Please copy every line with the string "brown" from the entries below.

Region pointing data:
══════════════════════════════
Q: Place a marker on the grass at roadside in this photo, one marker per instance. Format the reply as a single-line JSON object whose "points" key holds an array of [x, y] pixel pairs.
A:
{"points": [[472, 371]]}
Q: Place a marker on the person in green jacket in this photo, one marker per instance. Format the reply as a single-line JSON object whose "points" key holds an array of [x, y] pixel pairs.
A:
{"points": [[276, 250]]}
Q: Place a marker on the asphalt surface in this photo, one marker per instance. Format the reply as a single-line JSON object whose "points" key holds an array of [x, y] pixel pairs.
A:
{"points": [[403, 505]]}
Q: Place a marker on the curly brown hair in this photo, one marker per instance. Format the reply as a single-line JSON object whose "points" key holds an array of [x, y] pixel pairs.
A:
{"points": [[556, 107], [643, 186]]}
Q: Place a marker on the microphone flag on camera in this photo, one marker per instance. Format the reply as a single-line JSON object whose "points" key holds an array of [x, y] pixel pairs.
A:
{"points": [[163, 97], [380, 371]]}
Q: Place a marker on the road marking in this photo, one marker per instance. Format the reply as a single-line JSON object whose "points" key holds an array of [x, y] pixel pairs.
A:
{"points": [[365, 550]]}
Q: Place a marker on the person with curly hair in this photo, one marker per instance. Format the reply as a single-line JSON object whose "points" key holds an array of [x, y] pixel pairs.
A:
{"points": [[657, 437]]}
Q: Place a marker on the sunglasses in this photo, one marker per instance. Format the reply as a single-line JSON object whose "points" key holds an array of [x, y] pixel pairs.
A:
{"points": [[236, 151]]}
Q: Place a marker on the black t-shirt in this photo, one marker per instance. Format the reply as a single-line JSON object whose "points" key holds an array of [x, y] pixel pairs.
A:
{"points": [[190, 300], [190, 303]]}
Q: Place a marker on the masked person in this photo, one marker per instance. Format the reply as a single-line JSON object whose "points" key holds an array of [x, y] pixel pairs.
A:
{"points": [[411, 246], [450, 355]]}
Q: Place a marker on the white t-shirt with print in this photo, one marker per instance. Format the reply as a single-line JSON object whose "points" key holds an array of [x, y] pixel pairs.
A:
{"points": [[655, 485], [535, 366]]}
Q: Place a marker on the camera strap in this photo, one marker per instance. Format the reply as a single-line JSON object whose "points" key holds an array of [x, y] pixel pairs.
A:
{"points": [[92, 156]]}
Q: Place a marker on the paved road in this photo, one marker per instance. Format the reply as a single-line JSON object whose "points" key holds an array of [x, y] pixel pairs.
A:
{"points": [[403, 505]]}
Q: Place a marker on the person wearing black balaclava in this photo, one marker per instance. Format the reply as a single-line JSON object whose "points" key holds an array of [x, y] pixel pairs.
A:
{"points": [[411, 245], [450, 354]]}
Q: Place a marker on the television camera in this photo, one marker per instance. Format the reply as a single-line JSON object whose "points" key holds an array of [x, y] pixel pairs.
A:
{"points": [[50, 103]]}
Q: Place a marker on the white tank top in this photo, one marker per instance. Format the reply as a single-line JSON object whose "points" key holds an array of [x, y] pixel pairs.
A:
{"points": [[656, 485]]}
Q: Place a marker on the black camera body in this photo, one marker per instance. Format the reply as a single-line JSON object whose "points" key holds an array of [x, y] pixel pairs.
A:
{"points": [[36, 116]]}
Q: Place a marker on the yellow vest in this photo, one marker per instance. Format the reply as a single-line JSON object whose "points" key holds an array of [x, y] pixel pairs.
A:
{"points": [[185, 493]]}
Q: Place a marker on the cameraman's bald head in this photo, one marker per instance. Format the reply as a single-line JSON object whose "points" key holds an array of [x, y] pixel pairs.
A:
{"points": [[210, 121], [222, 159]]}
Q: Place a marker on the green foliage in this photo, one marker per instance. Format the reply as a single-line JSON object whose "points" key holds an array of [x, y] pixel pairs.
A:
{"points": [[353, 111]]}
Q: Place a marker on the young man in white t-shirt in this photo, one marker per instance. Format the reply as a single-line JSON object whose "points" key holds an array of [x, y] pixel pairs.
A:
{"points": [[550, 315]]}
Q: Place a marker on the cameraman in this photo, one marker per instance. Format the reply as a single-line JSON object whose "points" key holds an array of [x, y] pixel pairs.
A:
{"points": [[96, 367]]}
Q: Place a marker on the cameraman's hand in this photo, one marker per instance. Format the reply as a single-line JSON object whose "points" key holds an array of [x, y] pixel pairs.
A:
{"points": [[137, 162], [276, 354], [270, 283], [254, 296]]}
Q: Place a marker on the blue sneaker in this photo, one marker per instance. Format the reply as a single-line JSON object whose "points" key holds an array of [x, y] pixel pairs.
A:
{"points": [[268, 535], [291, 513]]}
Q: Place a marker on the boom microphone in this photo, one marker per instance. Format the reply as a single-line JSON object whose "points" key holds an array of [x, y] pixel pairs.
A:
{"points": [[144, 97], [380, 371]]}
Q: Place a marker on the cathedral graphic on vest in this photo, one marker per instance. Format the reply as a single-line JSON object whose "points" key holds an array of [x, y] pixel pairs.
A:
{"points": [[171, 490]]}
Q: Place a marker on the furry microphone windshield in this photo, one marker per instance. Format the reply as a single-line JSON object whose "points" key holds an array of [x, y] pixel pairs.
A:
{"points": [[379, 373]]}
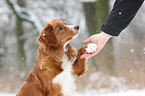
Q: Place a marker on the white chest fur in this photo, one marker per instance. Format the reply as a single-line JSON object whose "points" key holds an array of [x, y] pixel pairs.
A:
{"points": [[65, 78]]}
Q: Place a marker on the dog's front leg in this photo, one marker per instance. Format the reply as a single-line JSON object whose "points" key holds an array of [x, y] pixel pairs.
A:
{"points": [[79, 65]]}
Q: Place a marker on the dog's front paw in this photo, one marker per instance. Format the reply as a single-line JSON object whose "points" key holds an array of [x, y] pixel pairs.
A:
{"points": [[91, 48]]}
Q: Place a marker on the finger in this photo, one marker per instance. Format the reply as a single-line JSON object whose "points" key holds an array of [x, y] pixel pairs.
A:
{"points": [[86, 41], [90, 55], [85, 56]]}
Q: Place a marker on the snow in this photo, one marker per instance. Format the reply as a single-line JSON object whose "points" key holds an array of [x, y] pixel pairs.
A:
{"points": [[91, 48], [127, 93], [93, 93]]}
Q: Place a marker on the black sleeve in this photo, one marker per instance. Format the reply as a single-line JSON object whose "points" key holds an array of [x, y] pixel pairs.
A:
{"points": [[121, 15]]}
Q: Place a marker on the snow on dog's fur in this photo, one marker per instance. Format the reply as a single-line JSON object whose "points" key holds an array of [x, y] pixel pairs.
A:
{"points": [[57, 64]]}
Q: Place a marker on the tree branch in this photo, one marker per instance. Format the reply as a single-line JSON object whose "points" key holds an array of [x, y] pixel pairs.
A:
{"points": [[25, 15]]}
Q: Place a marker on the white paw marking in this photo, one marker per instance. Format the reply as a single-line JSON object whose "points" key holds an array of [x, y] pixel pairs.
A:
{"points": [[91, 48]]}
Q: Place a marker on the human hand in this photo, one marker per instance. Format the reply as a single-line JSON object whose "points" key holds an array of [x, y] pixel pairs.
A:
{"points": [[99, 39]]}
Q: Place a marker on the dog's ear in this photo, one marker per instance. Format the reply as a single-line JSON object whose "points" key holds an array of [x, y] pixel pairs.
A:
{"points": [[47, 36]]}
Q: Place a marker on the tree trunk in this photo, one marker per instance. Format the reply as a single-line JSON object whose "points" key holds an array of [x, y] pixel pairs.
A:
{"points": [[96, 14], [20, 43]]}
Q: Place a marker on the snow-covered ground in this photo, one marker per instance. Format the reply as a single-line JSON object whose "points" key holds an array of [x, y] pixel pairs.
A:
{"points": [[126, 93]]}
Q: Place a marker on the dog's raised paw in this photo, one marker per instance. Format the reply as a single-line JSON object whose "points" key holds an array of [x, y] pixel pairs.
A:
{"points": [[91, 48]]}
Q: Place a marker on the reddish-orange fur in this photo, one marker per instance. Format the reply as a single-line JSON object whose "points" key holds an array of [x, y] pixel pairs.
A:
{"points": [[48, 65]]}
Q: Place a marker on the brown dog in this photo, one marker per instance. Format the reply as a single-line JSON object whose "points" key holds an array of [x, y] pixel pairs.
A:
{"points": [[53, 74]]}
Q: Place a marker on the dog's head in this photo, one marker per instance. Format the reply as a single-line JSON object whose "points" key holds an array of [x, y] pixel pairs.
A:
{"points": [[57, 32]]}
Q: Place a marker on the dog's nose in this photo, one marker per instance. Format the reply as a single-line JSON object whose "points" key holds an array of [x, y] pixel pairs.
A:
{"points": [[76, 27]]}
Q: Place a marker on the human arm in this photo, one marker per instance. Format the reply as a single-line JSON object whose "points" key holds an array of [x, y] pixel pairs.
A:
{"points": [[119, 18]]}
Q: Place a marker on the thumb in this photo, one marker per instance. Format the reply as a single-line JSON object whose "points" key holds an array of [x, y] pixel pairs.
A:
{"points": [[86, 41]]}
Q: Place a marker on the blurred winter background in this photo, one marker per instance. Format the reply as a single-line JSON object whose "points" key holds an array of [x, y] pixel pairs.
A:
{"points": [[118, 69]]}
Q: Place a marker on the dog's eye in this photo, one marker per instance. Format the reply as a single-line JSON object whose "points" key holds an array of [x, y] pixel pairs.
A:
{"points": [[60, 28]]}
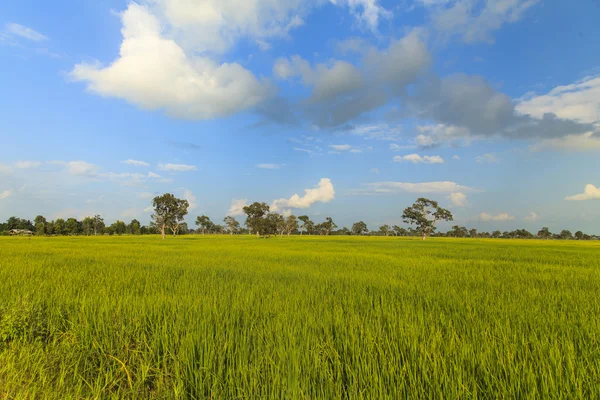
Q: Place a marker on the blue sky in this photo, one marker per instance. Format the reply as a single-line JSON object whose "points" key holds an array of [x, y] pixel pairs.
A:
{"points": [[348, 108]]}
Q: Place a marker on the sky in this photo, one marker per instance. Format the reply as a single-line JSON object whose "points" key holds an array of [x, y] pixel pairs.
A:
{"points": [[344, 108]]}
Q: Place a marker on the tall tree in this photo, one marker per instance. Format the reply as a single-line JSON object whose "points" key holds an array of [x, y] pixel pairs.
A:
{"points": [[204, 223], [291, 224], [169, 212], [424, 213], [255, 220], [232, 225], [359, 228]]}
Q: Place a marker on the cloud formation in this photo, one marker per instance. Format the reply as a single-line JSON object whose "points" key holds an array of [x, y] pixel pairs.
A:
{"points": [[417, 159], [323, 193], [590, 192]]}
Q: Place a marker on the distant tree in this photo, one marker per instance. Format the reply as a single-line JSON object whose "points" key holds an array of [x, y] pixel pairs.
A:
{"points": [[40, 225], [134, 227], [98, 224], [204, 223], [307, 224], [424, 213], [566, 235], [71, 227], [256, 221], [544, 233], [169, 212], [327, 226], [359, 228], [231, 223], [118, 228], [291, 224], [385, 230]]}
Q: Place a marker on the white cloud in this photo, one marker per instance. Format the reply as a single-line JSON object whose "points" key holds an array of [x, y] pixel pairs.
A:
{"points": [[78, 168], [417, 159], [340, 147], [189, 196], [590, 192], [475, 20], [458, 199], [531, 217], [177, 167], [486, 158], [269, 166], [6, 194], [136, 163], [499, 217], [420, 187], [24, 32], [5, 169], [237, 206], [154, 72], [323, 193], [27, 164]]}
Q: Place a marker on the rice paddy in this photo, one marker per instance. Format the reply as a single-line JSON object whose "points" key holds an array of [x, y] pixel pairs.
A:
{"points": [[218, 317]]}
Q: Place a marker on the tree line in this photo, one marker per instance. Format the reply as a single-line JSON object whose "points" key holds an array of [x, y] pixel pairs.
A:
{"points": [[169, 214]]}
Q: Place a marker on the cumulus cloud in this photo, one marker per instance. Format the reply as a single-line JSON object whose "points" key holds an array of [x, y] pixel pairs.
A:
{"points": [[27, 164], [486, 158], [458, 199], [498, 217], [24, 32], [531, 217], [154, 72], [590, 192], [177, 167], [417, 159], [323, 193], [444, 187], [237, 207], [6, 194], [269, 166], [136, 163]]}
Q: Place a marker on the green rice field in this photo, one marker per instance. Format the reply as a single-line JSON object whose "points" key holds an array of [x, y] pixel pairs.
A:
{"points": [[221, 317]]}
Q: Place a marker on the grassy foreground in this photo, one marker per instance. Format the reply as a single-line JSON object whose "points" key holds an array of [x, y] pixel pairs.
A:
{"points": [[298, 318]]}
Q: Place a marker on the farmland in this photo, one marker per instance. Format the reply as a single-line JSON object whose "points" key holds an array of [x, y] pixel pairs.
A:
{"points": [[299, 318]]}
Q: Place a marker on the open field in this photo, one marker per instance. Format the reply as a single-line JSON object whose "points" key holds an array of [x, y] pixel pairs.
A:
{"points": [[299, 317]]}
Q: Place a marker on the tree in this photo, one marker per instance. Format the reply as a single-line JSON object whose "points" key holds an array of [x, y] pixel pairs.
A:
{"points": [[359, 228], [71, 227], [98, 224], [169, 212], [134, 227], [231, 224], [256, 220], [385, 230], [291, 224], [544, 233], [40, 225], [307, 224], [204, 223], [424, 213], [327, 226]]}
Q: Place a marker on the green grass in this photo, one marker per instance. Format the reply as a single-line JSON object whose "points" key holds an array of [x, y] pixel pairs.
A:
{"points": [[298, 318]]}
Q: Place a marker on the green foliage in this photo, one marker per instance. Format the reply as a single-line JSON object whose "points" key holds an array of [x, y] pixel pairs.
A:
{"points": [[303, 318]]}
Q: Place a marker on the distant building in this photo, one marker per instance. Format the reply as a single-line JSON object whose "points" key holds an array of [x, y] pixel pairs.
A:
{"points": [[20, 232]]}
══════════════════════════════
■ **Finished exercise**
Q: Place a marker on the curly brown hair in this photo, one marker per instance. Format the reply as a single-line JSON object whose "points" key holds an array of [x, y] pixel pairs.
Q: Place a marker on the brown dog in this photo, one marker per instance. Format the reply as a single-line JSON object whose "points" key holds an array of [x, y] pixel pairs.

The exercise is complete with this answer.